Publicité en cours de chargement...
Intelligence Artificielle : Que faut-il croire ?
05 mars 2018 - 17:57,
Tribune
- Thierry DumoulinPromesses du passé, promesses du futur
Les premiers systèmes experts en santé et ailleurs sont apparus dans les années 70. Puis dans le sillage des NTIC des années 8, les années 90 devaient être celles de l’intelligence artificielle. Le MITI, ministère japonais de l’industrie, annonçait même en 1985 qu’il allait inonder le monde de systèmes intelligents basés sur des langages de 5ème génération. Pourtant les années 2000 n’ont pas confirmé ces promesses. Il faut dire que les grands groupes industriels et la crème des ingénieurs étaient occupés à faire converger les télécoms et l’informatique pour mailler la planète à grand renfort de fibre optique et de TCP/IP. C’était d’ailleurs un passage obligé pour implanter les millions de sites WEB aptes à recueillir ce qui manquait pour alimenter les systèmes experts : les données en masse. Car on le sait, un système expert a besoin d’une base de règles, d’un moteur d’inférence mais aussi d’une base de faits. L’IA revient aujourd’hui en force car outre les puissances de calcul colossales et les capacités d’interconnexion qui sont désormais disponibles, l’IA peut disposer d’une quantité phénoménale de données qui sont produites au quotidien par la planète numérique. Partant de là, les futurologues et les marketeurs nous promettent que dans un futur proche, la machine dépassera l’homme dans son domaine de prédilection : l’intelligence.

**EXTRAITS DES DONNÉES**
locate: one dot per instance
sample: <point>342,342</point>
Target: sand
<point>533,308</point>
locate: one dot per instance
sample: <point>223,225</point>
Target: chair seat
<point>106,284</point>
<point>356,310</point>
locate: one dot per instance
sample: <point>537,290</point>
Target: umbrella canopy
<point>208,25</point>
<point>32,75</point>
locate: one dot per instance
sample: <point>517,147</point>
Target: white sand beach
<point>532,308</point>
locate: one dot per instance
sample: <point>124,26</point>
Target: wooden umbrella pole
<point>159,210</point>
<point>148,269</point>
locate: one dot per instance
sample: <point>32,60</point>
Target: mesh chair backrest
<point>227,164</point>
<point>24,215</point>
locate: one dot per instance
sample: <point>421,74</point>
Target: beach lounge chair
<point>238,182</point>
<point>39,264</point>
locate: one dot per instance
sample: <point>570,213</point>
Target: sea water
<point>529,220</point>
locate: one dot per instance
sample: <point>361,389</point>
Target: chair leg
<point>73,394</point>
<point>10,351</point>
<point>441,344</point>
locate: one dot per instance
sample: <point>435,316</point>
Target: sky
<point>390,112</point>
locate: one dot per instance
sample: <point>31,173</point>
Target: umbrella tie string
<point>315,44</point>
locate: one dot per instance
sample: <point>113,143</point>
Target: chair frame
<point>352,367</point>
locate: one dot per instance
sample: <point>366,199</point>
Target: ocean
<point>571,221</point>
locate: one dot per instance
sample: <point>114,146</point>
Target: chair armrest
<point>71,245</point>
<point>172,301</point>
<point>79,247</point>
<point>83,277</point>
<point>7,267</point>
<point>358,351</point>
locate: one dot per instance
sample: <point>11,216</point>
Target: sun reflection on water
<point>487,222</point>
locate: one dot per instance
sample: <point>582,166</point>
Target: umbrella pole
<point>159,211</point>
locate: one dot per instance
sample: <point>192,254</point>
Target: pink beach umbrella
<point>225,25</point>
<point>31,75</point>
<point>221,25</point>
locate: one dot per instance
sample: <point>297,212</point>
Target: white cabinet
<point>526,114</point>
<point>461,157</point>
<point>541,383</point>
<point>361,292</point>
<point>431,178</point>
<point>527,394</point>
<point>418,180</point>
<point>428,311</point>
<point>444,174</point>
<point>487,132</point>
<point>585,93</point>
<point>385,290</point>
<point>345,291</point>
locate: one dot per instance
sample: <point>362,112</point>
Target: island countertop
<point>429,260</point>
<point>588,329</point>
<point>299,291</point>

**TÂCHE COURTE**
Reproduisez en entier et mot pour mot la tribune sur l'intelligence artificielle.

**EXERCICE CORRIGÉ**
Publicité en cours de chargement...
Intelligence Artificielle : Que faut-il croire ?
05 mars 2018 - 17:57,
Tribune
- Thierry DumoulinPromesses du passé, promesses du futur
Les premiers systèmes experts en santé et ailleurs sont apparus dans les années 70. Puis dans le sillage des NTIC des années 8, les années 90 devaient être celles de l’intelligence artificielle. Le MITI, ministère japonais de l’industrie, annonçait même en 1985 qu’il allait inonder le monde de systèmes intelligents basés sur des langages de 5ème génération. Pourtant les années 2000 n’ont pas confirmé ces promesses. Il faut dire que les grands groupes industriels et la crème des ingénieurs étaient occupés à faire converger les télécoms et l’informatique pour mailler la planète à grand renfort de fibre optique et de TCP/IP. C’était d’ailleurs un passage obligé pour implanter les millions de sites WEB aptes à recueillir ce qui manquait pour alimenter les systèmes experts : les données en masse. Car on le sait, un système expert a besoin d’une base de règles, d’un moteur d’inférence mais aussi d’une base de faits. L’IA revient aujourd’hui en force car outre les puissances de calcul colossales et les capacités d’interconnexion qui sont désormais disponibles, l’IA peut disposer d’une quantité phénoménale de données qui sont produites au quotidien par la planète numérique. Partant de là, les futurologues et les marketeurs nous promettent que dans un futur proche, la machine dépassera l’homme dans son domaine de prédilection : l’intelligence.